START THE RECORDS

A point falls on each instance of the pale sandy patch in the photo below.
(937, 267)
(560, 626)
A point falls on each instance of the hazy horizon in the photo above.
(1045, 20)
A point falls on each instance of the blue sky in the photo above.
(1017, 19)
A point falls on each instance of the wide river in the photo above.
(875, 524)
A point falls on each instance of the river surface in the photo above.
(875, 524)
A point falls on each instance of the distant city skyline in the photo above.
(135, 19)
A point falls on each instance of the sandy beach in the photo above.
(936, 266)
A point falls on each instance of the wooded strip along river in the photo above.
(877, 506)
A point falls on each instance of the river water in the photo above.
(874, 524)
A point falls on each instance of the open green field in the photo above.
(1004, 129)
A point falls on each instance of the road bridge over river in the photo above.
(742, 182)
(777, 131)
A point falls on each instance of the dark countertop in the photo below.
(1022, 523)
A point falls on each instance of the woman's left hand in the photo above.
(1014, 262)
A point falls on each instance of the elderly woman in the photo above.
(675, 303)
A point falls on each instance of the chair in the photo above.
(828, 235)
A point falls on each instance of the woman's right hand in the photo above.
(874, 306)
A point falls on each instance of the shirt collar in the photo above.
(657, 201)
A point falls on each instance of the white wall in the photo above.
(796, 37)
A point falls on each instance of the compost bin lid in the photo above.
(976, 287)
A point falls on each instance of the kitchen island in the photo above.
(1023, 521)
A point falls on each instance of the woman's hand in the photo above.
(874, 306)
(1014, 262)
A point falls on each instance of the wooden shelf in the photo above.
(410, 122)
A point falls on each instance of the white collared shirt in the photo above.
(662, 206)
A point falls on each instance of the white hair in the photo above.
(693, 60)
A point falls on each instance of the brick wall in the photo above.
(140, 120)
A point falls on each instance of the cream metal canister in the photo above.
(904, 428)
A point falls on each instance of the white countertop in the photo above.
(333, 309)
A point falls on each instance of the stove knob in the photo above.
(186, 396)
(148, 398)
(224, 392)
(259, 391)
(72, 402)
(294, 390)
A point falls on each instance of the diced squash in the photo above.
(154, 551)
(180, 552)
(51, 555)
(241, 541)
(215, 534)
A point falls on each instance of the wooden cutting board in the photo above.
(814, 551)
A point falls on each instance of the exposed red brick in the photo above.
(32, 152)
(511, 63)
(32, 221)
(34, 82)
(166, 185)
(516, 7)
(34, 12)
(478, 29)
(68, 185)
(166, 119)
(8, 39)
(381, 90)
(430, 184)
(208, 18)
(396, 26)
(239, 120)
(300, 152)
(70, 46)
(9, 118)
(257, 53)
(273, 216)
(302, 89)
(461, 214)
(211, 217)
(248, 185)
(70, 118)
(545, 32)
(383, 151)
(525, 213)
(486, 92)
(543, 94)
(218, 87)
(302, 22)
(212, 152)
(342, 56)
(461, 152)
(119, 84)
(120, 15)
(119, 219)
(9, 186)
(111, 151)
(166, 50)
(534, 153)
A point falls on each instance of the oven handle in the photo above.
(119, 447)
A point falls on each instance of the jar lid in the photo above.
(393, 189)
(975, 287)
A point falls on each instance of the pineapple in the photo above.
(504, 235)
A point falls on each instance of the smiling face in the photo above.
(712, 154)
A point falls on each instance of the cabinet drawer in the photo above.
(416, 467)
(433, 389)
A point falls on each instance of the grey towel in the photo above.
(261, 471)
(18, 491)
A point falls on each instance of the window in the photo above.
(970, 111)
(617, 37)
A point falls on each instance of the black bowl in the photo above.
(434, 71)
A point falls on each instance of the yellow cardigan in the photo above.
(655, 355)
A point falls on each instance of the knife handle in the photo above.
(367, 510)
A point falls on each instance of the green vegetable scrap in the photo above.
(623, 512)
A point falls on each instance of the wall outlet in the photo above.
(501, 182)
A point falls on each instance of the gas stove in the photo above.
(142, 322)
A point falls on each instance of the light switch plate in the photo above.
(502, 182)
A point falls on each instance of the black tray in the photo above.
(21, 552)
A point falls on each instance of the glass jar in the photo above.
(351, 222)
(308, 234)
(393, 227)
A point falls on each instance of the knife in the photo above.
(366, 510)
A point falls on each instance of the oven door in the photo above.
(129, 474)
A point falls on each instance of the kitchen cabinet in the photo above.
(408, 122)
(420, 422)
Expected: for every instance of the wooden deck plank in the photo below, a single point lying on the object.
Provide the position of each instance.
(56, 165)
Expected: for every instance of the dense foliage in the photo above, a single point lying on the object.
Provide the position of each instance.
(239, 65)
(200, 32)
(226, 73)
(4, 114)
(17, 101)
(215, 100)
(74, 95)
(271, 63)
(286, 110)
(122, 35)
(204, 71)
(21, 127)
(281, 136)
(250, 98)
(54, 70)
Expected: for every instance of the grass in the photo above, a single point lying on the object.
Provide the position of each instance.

END THE RECORDS

TO DO » From the first line to the last, set down every record exactly as written above.

TASK ANSWER »
A point falls on each instance of the pale sandy patch in the photo below.
(937, 267)
(560, 626)
A point falls on each instance of the hazy horizon in the photo above.
(1045, 20)
A point falls on each instance of the blue sky in the photo above.
(1017, 19)
A point falls on each instance of the wide river in the photo above.
(875, 524)
A point falls on each instance of the river surface in the photo above.
(875, 524)
A point falls on each instance of the distant city skyline in the photo above.
(135, 19)
A point falls on each instance of the sandy beach in the photo above.
(936, 266)
A point falls on each instance of the wooded strip along river in the photo above.
(877, 506)
A point falls on each instance of the river water in the photo above.
(874, 524)
A point falls on each instance of the open green field in the photo above.
(1004, 129)
A point falls on each instance of the road bridge over river in the photo above.
(742, 182)
(777, 131)
A point falls on each instance of the dark countertop in the photo below.
(1022, 523)
A point falls on each instance of the woman's left hand in the photo above.
(1014, 262)
A point falls on each instance of the elderly woman in the photo above.
(675, 303)
A point falls on each instance of the chair in the photo above.
(828, 235)
A point falls on each instance of the woman's right hand in the photo above.
(874, 306)
A point falls on each instance of the shirt collar in the photo above.
(657, 201)
A point falls on each instance of the white wall in the photo above.
(796, 37)
A point falls on each instance of the compost bin lid in the photo above.
(976, 287)
A point falls on each instance of the kitchen island in the photo above.
(1023, 521)
A point falls on each instance of the woman's hand in the photo above.
(874, 306)
(1014, 262)
A point falls on each instance of the wooden shelf in the photo above.
(410, 122)
A point falls on each instance of the white collared shirt in the photo above.
(662, 206)
A point falls on each instance of the white hair in the photo above.
(693, 60)
A point falls on each instance of the brick wall in the photo above.
(140, 120)
A point falls on each instance of the cream metal canister in the photo above.
(904, 428)
A point falls on each instance of the white countertop in the photo above.
(333, 309)
A point falls on each instance of the stove knob in the photo above.
(186, 396)
(148, 398)
(224, 392)
(259, 391)
(72, 402)
(294, 390)
A point falls on each instance of the diced squash in the photo above.
(154, 551)
(180, 552)
(51, 555)
(241, 541)
(215, 534)
A point falls on each instance of the wooden cutting board in the photo above.
(814, 551)
A point falls on each instance of the exposed red brick in the photo above.
(32, 152)
(511, 63)
(32, 221)
(34, 82)
(166, 185)
(516, 7)
(34, 12)
(478, 29)
(68, 185)
(166, 119)
(8, 39)
(381, 90)
(430, 184)
(208, 18)
(396, 26)
(239, 120)
(300, 152)
(70, 46)
(9, 118)
(257, 53)
(273, 216)
(302, 89)
(461, 214)
(211, 217)
(248, 185)
(70, 118)
(545, 32)
(383, 151)
(525, 213)
(486, 92)
(543, 94)
(218, 87)
(302, 22)
(212, 152)
(342, 56)
(461, 152)
(119, 84)
(120, 15)
(119, 219)
(9, 186)
(111, 151)
(166, 50)
(534, 153)
A point falls on each instance of the oven handle in the photo above.
(119, 447)
A point falls on each instance of the jar lid in the photo above.
(393, 189)
(975, 287)
A point falls on each instance of the pineapple in the photo above.
(504, 235)
A point falls on each instance of the smiling face in the photo above.
(712, 154)
A point falls on each instance of the cabinet drawer in the photo above.
(416, 467)
(433, 389)
A point falls on each instance of the grey towel in the photo above.
(261, 471)
(18, 491)
A point falls on each instance of the window in the photo above.
(970, 111)
(617, 37)
A point falls on each instance of the black bowl in the photo above.
(434, 71)
A point falls on each instance of the yellow cardigan in the photo above.
(655, 355)
A point falls on each instance of the knife handle in the photo above.
(367, 510)
A point falls on each instance of the green vegetable scrap in the photo above.
(623, 512)
A point falls on each instance of the wall outlet in the photo above.
(501, 182)
A point falls on each instance of the gas stove in the photo above.
(142, 322)
A point falls on each instance of the light switch plate in the photo above.
(502, 182)
A point falls on each instance of the black tray in the photo above.
(21, 552)
A point falls on each instance of the glass jar in the photo above.
(351, 222)
(308, 234)
(393, 227)
A point falls on each instance of the knife in the photo above.
(366, 510)
A point falls on each instance of the oven door in the photo above.
(129, 474)
A point falls on each instance of the kitchen cabinet in the photo above.
(408, 122)
(420, 422)
Expected: for every instance of the wooden deck plank in the photo below, a single point lying on the object.
Provide the position of each instance.
(56, 165)
Expected: for every instance of the dense foliage in the photo above, a single point lying on the object.
Provide the position of each instance.
(239, 65)
(200, 32)
(226, 73)
(4, 114)
(17, 101)
(215, 100)
(74, 95)
(271, 63)
(286, 110)
(122, 35)
(204, 71)
(21, 127)
(281, 136)
(250, 98)
(54, 70)
Expected: for every instance of the grass in the photo above, a single point lying on the object.
Provide the position of each instance.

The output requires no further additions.